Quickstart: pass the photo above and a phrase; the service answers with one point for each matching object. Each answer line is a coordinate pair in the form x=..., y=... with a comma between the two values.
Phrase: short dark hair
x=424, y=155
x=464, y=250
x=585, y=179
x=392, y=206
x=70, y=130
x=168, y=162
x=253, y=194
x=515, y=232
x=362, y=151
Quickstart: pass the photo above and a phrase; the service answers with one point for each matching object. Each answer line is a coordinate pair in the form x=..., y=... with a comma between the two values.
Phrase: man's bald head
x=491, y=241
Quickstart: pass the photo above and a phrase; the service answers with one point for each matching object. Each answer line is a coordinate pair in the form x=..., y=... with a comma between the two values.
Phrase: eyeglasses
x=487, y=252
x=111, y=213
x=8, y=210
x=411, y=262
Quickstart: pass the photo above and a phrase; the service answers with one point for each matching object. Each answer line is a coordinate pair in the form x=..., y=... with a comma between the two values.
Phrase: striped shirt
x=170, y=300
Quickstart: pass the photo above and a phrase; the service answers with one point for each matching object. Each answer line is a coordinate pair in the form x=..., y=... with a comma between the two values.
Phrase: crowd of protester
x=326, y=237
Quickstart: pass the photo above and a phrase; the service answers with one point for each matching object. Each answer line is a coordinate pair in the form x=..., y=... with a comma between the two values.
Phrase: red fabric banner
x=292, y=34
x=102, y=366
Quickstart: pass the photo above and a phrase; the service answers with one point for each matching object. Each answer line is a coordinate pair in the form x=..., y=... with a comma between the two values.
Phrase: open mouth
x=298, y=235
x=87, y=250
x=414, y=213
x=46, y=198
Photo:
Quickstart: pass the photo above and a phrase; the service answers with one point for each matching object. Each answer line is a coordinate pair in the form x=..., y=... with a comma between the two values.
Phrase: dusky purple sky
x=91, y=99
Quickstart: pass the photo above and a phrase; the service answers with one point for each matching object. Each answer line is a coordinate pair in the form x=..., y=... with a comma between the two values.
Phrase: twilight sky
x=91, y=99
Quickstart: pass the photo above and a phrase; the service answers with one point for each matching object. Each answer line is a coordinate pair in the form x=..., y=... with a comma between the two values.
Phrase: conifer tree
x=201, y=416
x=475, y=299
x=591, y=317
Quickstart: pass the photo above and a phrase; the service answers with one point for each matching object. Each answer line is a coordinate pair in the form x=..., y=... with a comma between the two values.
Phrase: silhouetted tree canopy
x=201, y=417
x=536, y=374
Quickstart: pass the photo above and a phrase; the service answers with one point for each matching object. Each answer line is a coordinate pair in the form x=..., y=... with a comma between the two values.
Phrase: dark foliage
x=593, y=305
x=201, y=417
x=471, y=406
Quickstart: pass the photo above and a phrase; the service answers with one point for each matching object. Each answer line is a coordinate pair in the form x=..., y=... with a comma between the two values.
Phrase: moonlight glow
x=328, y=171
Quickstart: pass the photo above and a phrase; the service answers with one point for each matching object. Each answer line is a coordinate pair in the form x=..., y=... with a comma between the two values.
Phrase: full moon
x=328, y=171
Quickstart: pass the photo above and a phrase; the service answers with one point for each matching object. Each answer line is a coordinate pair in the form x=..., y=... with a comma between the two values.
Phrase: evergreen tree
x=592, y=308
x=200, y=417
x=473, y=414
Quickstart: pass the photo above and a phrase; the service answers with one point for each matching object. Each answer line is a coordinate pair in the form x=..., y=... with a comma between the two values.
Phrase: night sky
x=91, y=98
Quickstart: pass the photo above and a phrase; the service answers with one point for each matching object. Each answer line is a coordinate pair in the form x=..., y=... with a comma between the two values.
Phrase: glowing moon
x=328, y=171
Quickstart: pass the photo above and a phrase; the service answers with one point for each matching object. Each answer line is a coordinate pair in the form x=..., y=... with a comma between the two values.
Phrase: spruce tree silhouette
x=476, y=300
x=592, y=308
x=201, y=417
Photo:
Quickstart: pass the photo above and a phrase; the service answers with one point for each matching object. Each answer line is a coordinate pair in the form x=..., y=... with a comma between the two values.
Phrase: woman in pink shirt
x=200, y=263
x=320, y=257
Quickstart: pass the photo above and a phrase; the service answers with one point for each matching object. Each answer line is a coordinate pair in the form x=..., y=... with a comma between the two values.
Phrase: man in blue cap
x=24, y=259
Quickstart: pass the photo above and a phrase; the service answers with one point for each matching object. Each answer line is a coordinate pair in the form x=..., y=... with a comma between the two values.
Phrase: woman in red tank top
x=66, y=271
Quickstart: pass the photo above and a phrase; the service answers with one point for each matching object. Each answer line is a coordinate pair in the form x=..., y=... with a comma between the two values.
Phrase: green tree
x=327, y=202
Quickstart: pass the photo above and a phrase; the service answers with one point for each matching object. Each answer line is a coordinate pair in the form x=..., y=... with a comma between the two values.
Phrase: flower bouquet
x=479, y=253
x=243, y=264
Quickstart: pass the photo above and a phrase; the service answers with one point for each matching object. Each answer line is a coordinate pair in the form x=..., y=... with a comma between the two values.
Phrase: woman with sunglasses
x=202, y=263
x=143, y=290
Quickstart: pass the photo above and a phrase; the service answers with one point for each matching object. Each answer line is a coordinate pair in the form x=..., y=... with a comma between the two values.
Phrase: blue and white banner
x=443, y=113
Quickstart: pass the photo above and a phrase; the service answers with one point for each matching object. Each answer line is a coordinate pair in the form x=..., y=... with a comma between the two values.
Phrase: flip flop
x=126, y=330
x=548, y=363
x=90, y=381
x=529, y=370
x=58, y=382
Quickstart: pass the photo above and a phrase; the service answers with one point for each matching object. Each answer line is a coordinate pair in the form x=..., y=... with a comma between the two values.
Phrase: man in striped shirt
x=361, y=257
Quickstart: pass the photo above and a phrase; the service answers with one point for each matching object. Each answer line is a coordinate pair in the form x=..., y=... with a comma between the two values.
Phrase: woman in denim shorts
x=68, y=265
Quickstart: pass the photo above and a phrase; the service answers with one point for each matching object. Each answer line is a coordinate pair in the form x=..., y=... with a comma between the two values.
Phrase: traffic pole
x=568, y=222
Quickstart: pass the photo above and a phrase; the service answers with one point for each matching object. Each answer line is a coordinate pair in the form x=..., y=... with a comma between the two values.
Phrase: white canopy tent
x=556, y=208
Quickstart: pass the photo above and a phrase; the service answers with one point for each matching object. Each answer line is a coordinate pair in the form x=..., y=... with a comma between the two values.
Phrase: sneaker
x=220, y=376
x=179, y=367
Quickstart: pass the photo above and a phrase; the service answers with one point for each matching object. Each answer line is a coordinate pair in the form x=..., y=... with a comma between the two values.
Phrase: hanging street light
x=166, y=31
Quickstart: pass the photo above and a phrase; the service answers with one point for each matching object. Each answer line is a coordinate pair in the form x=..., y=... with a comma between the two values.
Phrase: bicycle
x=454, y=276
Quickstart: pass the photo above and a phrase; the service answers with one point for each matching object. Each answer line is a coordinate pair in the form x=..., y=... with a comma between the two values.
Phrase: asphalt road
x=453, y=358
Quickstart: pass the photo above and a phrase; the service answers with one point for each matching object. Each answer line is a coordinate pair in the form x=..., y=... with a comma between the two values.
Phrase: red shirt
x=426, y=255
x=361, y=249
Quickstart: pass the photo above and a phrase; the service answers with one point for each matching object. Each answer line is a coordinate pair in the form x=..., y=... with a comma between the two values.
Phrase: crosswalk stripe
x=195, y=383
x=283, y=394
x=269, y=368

# [Instructions for the task]
Return an exact copy of the listing.

# [Output below]
Quickstart: pass the photo above and a phrase; the service answers with one point for each matching object. Each answer line is a coordinate pair in the form x=..., y=... with a comma between the two values.
Phrase: short dark hair
x=424, y=155
x=464, y=250
x=585, y=179
x=392, y=206
x=70, y=130
x=168, y=162
x=253, y=194
x=515, y=232
x=362, y=151
Quickstart: pass the photo above and a phrase; the service answers with one point for each matching object. Each answer line is a coordinate pair in the form x=..., y=... with a comma between the two values.
Phrase: man's bald head
x=491, y=241
Quickstart: pass the photo above and a phrase; the service answers with one point for each matching object. Each answer line is a coordinate pair in the form x=..., y=... with a comma between the two values.
Phrase: eyeglasses
x=487, y=252
x=111, y=213
x=8, y=210
x=411, y=262
Quickstart: pass the photo above and a phrase; the service answers with one point for each matching object. Each answer line is a coordinate pair in the form x=..., y=... with a comma between the two values.
Phrase: striped shirt
x=170, y=300
Quickstart: pass the photo above and a phrase; the service answers with one point for each matching object. Each answer line is a coordinate pair in the form x=..., y=... with a comma between the two values.
Phrase: crowd of protester
x=326, y=237
Quickstart: pass the photo above and a phrase; the service answers with one point for each matching object. Each answer line is a coordinate pair in the form x=..., y=... with a comma between the two values.
Phrase: red fabric banner
x=292, y=34
x=102, y=366
Quickstart: pass the photo above and a phrase; the service answers with one point for each matching object. Each answer line is a coordinate pair in the form x=..., y=... with a comma between the two values.
Phrase: open mouth
x=298, y=235
x=87, y=250
x=414, y=213
x=46, y=198
Photo:
Quickstart: pass the photo above and a phrase; the service answers with one point for each matching object. Each answer line is a coordinate pair in the form x=..., y=... with a comma between the two values.
Phrase: dusky purple sky
x=91, y=99
Quickstart: pass the photo above and a phrase; the service answers with one point for each matching object. Each answer line is a coordinate pair in the form x=..., y=... with a comma between the two values.
Phrase: twilight sky
x=91, y=99
Quickstart: pass the photo above and a phrase; the service answers with one point for each matching object. Each answer line is a coordinate pair in the form x=..., y=... with a comma between the two values.
Phrase: conifer tree
x=201, y=416
x=475, y=299
x=591, y=317
Quickstart: pass the photo above and a phrase; the service answers with one point for each matching object. Each answer line is a coordinate pair in the form x=..., y=... with a comma between the two values.
Phrase: silhouetted tree canopy
x=201, y=417
x=536, y=374
Quickstart: pass the photo above and a phrase; the service answers with one point for each matching object. Each answer line is a coordinate pair in the form x=..., y=... with a comma between the two values.
Phrase: dark foliage
x=593, y=305
x=201, y=417
x=471, y=406
Quickstart: pass the photo above and a phrase; the service answers with one point for each matching object. Each answer line is a coordinate pair in the form x=..., y=... with a comma between the two values.
Phrase: moonlight glow
x=328, y=171
Quickstart: pass the photo above and a phrase; the service answers with one point for each matching object. Each answer line is a coordinate pair in the form x=..., y=... with a comma between the two values.
Phrase: full moon
x=328, y=171
Quickstart: pass the photo above and a phrase; the service answers with one point for each matching object. Each answer line is a coordinate pair in the form x=..., y=... with a comma between the two values.
Phrase: evergreen tree
x=592, y=308
x=200, y=417
x=473, y=414
Quickstart: pass the photo above and a phrase; the service answers with one point for each matching object. Each answer line is a coordinate pair in the form x=..., y=... with a comma between the two values.
Phrase: night sky
x=91, y=98
Quickstart: pass the photo above and a phrase; the service answers with one point for each matching object. Each answer line is a coordinate pair in the form x=..., y=... with a comma between the two values.
Phrase: glowing moon
x=328, y=171
Quickstart: pass the photo above and a phrase; the service answers with one point for each matching object. Each answer line is a coordinate pair in the form x=..., y=... with a comma between the two values.
Phrase: spruce tree silhouette
x=476, y=300
x=592, y=308
x=201, y=417
Photo:
Quickstart: pass the photo above and a phrase; the service answers with one point for each matching object. Each answer line is a coordinate pair in the form x=..., y=... with a comma between the two values.
Phrase: woman in pink shirt
x=200, y=263
x=320, y=257
Quickstart: pass the photo above and a phrase; the service answers with one point for each matching object. Each answer line is a coordinate pair in the form x=..., y=... with a comma between the two values.
Phrase: man in blue cap
x=24, y=259
Quickstart: pass the photo above and a phrase; the service answers with one point for each matching object. Each answer line is a coordinate pair in the form x=..., y=... with a comma between the two values.
Phrase: woman in red tank top
x=66, y=271
Quickstart: pass the photo above and a phrase; the service answers with one point for each matching object. Each answer line is a coordinate pair in the form x=..., y=... with a comma between the two values.
Phrase: green tree
x=327, y=202
Quickstart: pass the photo above and a phrase; the service answers with one point for each matching object. Each answer line is a coordinate pair in the form x=..., y=... with a comma between the two values.
Phrase: flower bouquet
x=479, y=253
x=243, y=264
Quickstart: pass the photo above and a phrase; the service answers with one point for each matching object. Each answer line is a coordinate pair in the form x=..., y=... with a comma between the two values.
Phrase: woman with sunglasses
x=202, y=263
x=143, y=290
Quickstart: pass the photo above and a phrase; the service answers with one point for each matching object. Each answer line is a coordinate pair in the form x=..., y=... with a comma between the two values.
Phrase: blue and white banner
x=443, y=113
Quickstart: pass the photo above and a phrase; the service answers with one point for each matching object. Each answer line is a coordinate pair in the form x=..., y=... with a comma between the two values.
Phrase: flip flop
x=126, y=330
x=548, y=363
x=90, y=381
x=529, y=370
x=58, y=382
Quickstart: pass the photo above and a phrase; the service answers with one point for each matching object. Each answer line is a coordinate pair in the form x=..., y=... with a comma between the two values.
Phrase: man in striped shirt
x=361, y=257
Quickstart: pass the photo above and a phrase; the service answers with one point for each matching object. Each answer line is a coordinate pair in the form x=..., y=... with a comma between the two values.
Phrase: woman in denim shorts
x=68, y=265
Quickstart: pass the photo above and a phrase; the service answers with one point for each matching object. Each answer line is a coordinate pair in the form x=..., y=... with a comma between the two values.
Phrase: traffic pole
x=568, y=222
Quickstart: pass the photo above and a phrase; the service answers with one point for each matching object. Each answer line is a coordinate pair in the form x=..., y=... with a comma between the two values.
Phrase: white canopy tent
x=556, y=208
Quickstart: pass the photo above and a phrase; the service answers with one point for each matching object. Each answer line is a coordinate pair in the form x=..., y=... with a comma between the two values.
Phrase: sneaker
x=220, y=376
x=179, y=367
Quickstart: pass the photo above and a phrase; the service answers with one point for each matching object. Each answer line is a coordinate pair in the form x=..., y=... with a comma between the two values.
Phrase: hanging street light
x=166, y=31
Quickstart: pass the photo above and a phrase; the service answers with one point for each matching object. Each answer line is a coordinate pair in the form x=..., y=... with a comma between the two values.
Phrase: bicycle
x=454, y=276
Quickstart: pass the photo above and a phrase; the service answers with one point for each matching object. Each answer line is a coordinate pair in the form x=..., y=... with a comma between the two values.
Phrase: asphalt road
x=453, y=358
Quickstart: pass the photo above and a phrase; the service answers with one point for each matching object. Each answer line is a coordinate pair in the form x=..., y=... with a comma between the two values.
Phrase: red shirt
x=426, y=255
x=361, y=249
Quickstart: pass the photo above and a phrase; the service answers with one point for each matching object. Each answer line is a coordinate pair in the form x=..., y=... with a comma between the two values.
Phrase: crosswalk stripe
x=195, y=383
x=283, y=394
x=269, y=368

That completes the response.